Given passage: Begin

Very nicely done, technically. And the marketing message is both true and useful: Swimming at sea is surprisingly hard, and life jackets make a huge difference.

I was once a very strong swimmer, and back then, I tried swimming 60 feet to shore in water with choppy, 6-inch waves. I wound up repeatedly inhaling water and choking. To combat this, I tried to keep my head high above the water, which was exhausting. After 30 feet, it was clear I was in real trouble, so I called to the rowboat shadowing me 5 feet away and they towed me to shore.

Similarly, cold water will shut me down frighteningly fast—even with a wetsuit and lifejacket, I've been stunned into near immobility after less than a minute of swimming. And I'm somebody who grew up swimming in the Gulf of Maine, which can be frigid (because Cape Cod deflects the warmer Gulf Stream eastward). The actual risk here is cold shock, not hypothermia—rapid vasoconstriction in your limbs will flood your core with blood, causing your heart to work much harder to maintain circulation. It's incredibly draining.

Given passage: End
Material supplied: Begin

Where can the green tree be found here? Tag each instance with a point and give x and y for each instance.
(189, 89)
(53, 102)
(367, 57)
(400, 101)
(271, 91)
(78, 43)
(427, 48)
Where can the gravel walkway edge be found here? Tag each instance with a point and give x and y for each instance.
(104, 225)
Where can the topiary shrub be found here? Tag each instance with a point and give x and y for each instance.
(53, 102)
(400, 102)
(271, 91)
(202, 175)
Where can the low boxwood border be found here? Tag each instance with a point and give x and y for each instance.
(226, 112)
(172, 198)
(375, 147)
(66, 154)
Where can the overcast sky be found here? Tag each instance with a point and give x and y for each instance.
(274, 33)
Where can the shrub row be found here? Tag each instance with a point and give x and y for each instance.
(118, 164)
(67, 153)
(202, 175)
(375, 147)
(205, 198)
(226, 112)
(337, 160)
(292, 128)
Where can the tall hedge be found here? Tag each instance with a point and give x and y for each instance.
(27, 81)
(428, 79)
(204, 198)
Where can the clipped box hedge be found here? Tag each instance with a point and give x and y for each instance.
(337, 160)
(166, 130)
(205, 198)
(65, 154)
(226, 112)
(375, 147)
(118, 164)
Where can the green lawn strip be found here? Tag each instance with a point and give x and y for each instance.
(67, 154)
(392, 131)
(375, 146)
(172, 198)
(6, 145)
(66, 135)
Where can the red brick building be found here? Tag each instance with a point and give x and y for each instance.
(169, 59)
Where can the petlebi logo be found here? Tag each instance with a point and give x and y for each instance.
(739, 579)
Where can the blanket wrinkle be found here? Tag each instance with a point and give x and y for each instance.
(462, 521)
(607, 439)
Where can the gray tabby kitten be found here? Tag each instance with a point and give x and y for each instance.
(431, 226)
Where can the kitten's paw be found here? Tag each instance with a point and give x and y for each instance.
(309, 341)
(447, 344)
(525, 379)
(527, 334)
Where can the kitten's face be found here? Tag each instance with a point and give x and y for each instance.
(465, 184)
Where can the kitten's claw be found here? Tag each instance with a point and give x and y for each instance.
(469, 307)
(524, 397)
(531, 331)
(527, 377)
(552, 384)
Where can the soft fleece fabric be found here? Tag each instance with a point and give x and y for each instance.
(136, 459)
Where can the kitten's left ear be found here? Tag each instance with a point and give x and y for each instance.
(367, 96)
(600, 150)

Material supplied: End

* **Action item**: Copy out the full comment on swimming at sea, word for word from start to finish.

* **Solved problem**:
Very nicely done, technically. And the marketing message is both true and useful: Swimming at sea is surprisingly hard, and life jackets make a huge difference.

I was once a very strong swimmer, and back then, I tried swimming 60 feet to shore in water with choppy, 6-inch waves. I wound up repeatedly inhaling water and choking. To combat this, I tried to keep my head high above the water, which was exhausting. After 30 feet, it was clear I was in real trouble, so I called to the rowboat shadowing me 5 feet away and they towed me to shore.

Similarly, cold water will shut me down frighteningly fast—even with a wetsuit and lifejacket, I've been stunned into near immobility after less than a minute of swimming. And I'm somebody who grew up swimming in the Gulf of Maine, which can be frigid (because Cape Cod deflects the warmer Gulf Stream eastward). The actual risk here is cold shock, not hypothermia—rapid vasoconstriction in your limbs will flood your core with blood, causing your heart to work much harder to maintain circulation. It's incredibly draining.